** TRECHO DE ORIGEM **
▬▬▬▬▬▬
Esse compromisso já se revelava no rigor dos comentários que abriam o seu diário, em fevereiro de 1950.
“Este caderno íntimo servirá para que mais tarde eu avalie as variações de minha ‘crença’ a respeito da arte e das coisas menos sérias. Deixarei nele as impressões mais vivas do que vivi nas horas de certos dias. E como nem todos os dias terão as horas de grande emoção só esporadicamente estarei aqui para registrar impressões.”
“Ando agitadíssimo”, anotou Gullar um mês depois. “Tanto que temo até ficar maluco. Não me agrada mais conversar acerca de literatura, porque o meu entusiasmo cresce tanto que tenho a impressão, nesses instantes, de que estou suspenso e fora de meu corpo, vibrando estranhamente duma emoção que deve ser um misto de vaidade e desespero. Pois é de desespero a minha situação, hoje em dia, diante do mundo e da vida.”
Conde, que prepara uma biografia do poeta a ser publicada no ano que vem, afirma que os diários enriquecem a compreensão da formação intelectual de Gullar.
“Não havia muito registro disso até agora. É um jovem tentando encontrar seu lugar no mundo, como muitos, mas o interessante é que essa busca, no caso dele, passa pela reflexão filosófica, sobre a própria produção artística e o propósito de fazer poesia.”
▬▬▬▬▬▬
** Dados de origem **
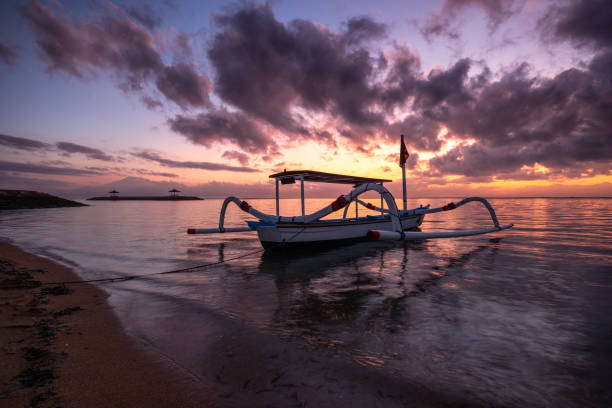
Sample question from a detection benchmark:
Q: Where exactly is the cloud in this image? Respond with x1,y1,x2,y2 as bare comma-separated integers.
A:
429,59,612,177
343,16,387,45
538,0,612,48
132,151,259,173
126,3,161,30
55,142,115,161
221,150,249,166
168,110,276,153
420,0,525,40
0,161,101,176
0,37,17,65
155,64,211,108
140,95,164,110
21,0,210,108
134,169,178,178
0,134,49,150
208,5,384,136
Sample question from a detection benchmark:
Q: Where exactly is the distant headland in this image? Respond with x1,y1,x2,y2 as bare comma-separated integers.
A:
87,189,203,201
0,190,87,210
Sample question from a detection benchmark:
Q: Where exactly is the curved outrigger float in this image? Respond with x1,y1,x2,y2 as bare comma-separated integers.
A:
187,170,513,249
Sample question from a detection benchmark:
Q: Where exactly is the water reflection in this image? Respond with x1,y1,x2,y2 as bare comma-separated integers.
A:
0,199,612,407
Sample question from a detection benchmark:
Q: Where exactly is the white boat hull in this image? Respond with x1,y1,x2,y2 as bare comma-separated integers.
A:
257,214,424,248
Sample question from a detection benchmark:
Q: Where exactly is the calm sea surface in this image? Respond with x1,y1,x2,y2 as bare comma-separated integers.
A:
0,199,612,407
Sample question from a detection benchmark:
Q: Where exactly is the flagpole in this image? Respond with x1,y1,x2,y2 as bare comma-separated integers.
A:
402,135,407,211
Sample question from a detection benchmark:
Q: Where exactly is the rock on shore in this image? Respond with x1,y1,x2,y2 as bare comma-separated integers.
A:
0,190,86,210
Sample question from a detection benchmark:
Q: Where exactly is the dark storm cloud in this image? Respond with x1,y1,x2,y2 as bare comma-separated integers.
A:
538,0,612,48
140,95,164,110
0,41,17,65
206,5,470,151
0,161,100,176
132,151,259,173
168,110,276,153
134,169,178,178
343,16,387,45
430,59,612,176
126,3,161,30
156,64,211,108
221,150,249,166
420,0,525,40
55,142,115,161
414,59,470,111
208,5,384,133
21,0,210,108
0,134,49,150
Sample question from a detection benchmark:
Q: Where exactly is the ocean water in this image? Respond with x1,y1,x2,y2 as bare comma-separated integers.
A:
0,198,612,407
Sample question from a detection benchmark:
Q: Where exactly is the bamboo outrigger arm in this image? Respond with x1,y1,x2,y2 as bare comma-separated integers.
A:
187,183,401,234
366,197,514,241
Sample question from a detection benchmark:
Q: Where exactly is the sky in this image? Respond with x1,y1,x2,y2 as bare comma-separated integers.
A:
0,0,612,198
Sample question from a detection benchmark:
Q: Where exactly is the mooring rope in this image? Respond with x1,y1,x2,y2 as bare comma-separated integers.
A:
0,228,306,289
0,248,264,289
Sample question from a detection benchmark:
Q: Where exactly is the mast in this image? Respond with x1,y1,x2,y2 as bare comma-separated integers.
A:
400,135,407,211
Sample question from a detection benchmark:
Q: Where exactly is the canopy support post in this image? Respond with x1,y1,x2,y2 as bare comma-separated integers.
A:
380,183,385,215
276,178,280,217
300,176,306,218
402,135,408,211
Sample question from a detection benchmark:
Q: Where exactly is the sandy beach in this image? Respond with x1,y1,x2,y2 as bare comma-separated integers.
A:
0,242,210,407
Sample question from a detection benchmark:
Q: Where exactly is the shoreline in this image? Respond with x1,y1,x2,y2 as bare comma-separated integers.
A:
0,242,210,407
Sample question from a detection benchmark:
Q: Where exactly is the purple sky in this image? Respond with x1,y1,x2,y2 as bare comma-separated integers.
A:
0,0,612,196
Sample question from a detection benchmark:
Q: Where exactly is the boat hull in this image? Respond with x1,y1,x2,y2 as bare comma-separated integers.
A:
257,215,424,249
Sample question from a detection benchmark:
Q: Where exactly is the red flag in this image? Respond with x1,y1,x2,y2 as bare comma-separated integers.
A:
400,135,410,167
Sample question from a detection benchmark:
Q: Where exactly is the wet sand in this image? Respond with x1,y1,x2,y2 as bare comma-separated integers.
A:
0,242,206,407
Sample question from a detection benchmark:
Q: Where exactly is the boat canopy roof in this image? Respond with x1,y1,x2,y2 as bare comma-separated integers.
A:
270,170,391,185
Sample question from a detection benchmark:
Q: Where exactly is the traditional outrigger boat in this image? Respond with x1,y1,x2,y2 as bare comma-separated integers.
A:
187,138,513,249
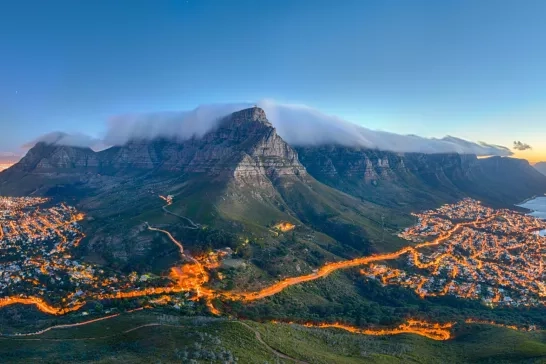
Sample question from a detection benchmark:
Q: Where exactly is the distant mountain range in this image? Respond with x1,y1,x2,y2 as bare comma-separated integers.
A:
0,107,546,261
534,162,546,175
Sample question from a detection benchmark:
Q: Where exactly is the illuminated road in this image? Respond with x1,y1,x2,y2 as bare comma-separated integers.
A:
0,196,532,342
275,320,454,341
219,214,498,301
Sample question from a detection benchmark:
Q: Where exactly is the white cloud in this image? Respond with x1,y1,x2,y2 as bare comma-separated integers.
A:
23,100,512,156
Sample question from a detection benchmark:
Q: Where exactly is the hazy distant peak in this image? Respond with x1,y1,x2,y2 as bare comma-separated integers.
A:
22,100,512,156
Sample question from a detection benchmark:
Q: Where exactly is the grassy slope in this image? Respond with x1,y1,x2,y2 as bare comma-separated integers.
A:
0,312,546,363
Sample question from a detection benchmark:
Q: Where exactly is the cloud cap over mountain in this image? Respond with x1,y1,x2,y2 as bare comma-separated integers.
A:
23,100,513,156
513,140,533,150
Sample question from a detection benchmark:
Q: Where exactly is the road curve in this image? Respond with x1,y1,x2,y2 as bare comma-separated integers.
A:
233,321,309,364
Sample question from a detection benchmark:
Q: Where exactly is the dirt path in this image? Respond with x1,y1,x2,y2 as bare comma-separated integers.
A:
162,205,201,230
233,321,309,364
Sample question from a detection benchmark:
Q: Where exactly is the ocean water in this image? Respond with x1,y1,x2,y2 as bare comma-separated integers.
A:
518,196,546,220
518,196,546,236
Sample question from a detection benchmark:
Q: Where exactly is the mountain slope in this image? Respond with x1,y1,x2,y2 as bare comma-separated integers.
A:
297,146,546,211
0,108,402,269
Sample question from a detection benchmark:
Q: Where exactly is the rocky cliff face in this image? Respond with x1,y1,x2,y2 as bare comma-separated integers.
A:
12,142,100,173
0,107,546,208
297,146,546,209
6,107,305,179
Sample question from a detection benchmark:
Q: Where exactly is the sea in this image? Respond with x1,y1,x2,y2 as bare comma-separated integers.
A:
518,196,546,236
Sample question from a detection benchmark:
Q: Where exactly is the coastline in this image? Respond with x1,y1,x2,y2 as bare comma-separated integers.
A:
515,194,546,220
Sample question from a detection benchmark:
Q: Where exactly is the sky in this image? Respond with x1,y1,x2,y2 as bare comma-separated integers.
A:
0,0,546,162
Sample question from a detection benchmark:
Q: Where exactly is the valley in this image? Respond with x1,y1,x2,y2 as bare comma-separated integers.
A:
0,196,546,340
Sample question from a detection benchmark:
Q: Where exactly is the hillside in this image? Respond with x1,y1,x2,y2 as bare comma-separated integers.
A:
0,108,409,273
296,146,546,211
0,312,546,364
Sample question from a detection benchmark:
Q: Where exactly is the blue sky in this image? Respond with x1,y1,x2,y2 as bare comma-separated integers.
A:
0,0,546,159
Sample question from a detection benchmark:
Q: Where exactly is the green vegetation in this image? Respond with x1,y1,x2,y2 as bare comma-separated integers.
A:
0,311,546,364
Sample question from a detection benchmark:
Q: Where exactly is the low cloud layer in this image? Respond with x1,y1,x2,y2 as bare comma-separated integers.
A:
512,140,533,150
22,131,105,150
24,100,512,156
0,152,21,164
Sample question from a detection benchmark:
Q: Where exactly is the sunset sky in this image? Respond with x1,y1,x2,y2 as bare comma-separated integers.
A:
▬▬▬▬▬▬
** INSTRUÇÃO 1 **
Transcreva o trecho sobre o diário de Gullar começando em "Conde, que prepara" e seguindo até "intelectual de Gullar.".
** INSTRUÇÃO 2 **
No trecho sobre o diário de Gullar, por que ele diz que só esporadicamente estaria no caderno para registrar impressões? Responda em uma a três frases.

** RESPOSTA 1 **
Conde, que prepara uma biografia do poeta a ser publicada no ano que vem, afirma que os diários enriquecem a compreensão da formação intelectual de Gullar.

** RESPOSTA 2 **
Porque nem todos os dias teriam as horas de grande emoção. Ele pretendia deixar no caderno apenas as impressões mais vivas do que viveu em certos dias.